Exercise details: Rewrite the records as a Markdown table with two columns, Row and Entry. Put a row number in Row and one line in Entry, and skip any blank lines.

---------- Material shown ----------

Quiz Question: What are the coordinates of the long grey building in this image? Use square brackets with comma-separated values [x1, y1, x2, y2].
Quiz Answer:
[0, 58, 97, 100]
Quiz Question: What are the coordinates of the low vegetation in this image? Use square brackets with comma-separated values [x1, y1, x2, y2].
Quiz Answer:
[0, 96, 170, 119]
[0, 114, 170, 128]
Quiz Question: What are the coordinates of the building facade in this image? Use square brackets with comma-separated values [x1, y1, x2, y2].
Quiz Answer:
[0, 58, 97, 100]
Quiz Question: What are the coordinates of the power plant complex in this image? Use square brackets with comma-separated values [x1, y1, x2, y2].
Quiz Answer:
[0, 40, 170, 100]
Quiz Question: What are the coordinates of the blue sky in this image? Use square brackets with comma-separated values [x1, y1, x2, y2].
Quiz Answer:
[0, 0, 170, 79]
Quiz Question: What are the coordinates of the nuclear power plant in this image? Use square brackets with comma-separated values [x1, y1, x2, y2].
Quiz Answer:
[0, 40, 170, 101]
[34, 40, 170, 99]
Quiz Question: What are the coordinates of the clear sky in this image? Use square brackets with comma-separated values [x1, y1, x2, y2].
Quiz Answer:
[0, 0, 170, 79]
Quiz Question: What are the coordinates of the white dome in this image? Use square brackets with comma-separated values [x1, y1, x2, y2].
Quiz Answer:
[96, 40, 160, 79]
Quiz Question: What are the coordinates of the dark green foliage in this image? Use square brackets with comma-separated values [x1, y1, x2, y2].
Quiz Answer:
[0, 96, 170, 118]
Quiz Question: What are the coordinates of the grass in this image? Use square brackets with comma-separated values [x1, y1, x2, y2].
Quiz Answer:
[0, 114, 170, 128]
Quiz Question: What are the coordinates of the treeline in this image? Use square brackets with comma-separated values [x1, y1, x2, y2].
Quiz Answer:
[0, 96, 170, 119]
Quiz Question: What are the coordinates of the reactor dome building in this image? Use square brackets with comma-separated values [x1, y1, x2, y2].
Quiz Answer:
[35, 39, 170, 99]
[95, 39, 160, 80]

----------

In response:
| Row | Entry |
|---|---|
| 1 | Quiz Question: What are the coordinates of the long grey building in this image? Use square brackets with comma-separated values [x1, y1, x2, y2]. |
| 2 | Quiz Answer: |
| 3 | [0, 58, 97, 100] |
| 4 | Quiz Question: What are the coordinates of the low vegetation in this image? Use square brackets with comma-separated values [x1, y1, x2, y2]. |
| 5 | Quiz Answer: |
| 6 | [0, 96, 170, 119] |
| 7 | [0, 114, 170, 128] |
| 8 | Quiz Question: What are the coordinates of the building facade in this image? Use square brackets with comma-separated values [x1, y1, x2, y2]. |
| 9 | Quiz Answer: |
| 10 | [0, 58, 97, 100] |
| 11 | Quiz Question: What are the coordinates of the power plant complex in this image? Use square brackets with comma-separated values [x1, y1, x2, y2]. |
| 12 | Quiz Answer: |
| 13 | [0, 40, 170, 100] |
| 14 | Quiz Question: What are the coordinates of the blue sky in this image? Use square brackets with comma-separated values [x1, y1, x2, y2]. |
| 15 | Quiz Answer: |
| 16 | [0, 0, 170, 79] |
| 17 | Quiz Question: What are the coordinates of the nuclear power plant in this image? Use square brackets with comma-separated values [x1, y1, x2, y2]. |
| 18 | Quiz Answer: |
| 19 | [0, 40, 170, 101] |
| 20 | [34, 40, 170, 99] |
| 21 | Quiz Question: What are the coordinates of the clear sky in this image? Use square brackets with comma-separated values [x1, y1, x2, y2]. |
| 22 | Quiz Answer: |
| 23 | [0, 0, 170, 79] |
| 24 | Quiz Question: What are the coordinates of the white dome in this image? Use square brackets with comma-separated values [x1, y1, x2, y2]. |
| 25 | Quiz Answer: |
| 26 | [96, 40, 160, 79] |
| 27 | Quiz Question: What are the coordinates of the dark green foliage in this image? Use square brackets with comma-separated values [x1, y1, x2, y2]. |
| 28 | Quiz Answer: |
| 29 | [0, 96, 170, 118] |
| 30 | Quiz Question: What are the coordinates of the grass in this image? Use square brackets with comma-separated values [x1, y1, x2, y2]. |
| 31 | Quiz Answer: |
| 32 | [0, 114, 170, 128] |
| 33 | Quiz Question: What are the coordinates of the treeline in this image? Use square brackets with comma-separated values [x1, y1, x2, y2]. |
| 34 | Quiz Answer: |
| 35 | [0, 96, 170, 119] |
| 36 | Quiz Question: What are the coordinates of the reactor dome building in this image? Use square brackets with comma-separated values [x1, y1, x2, y2]. |
| 37 | Quiz Answer: |
| 38 | [35, 39, 170, 99] |
| 39 | [95, 39, 160, 80] |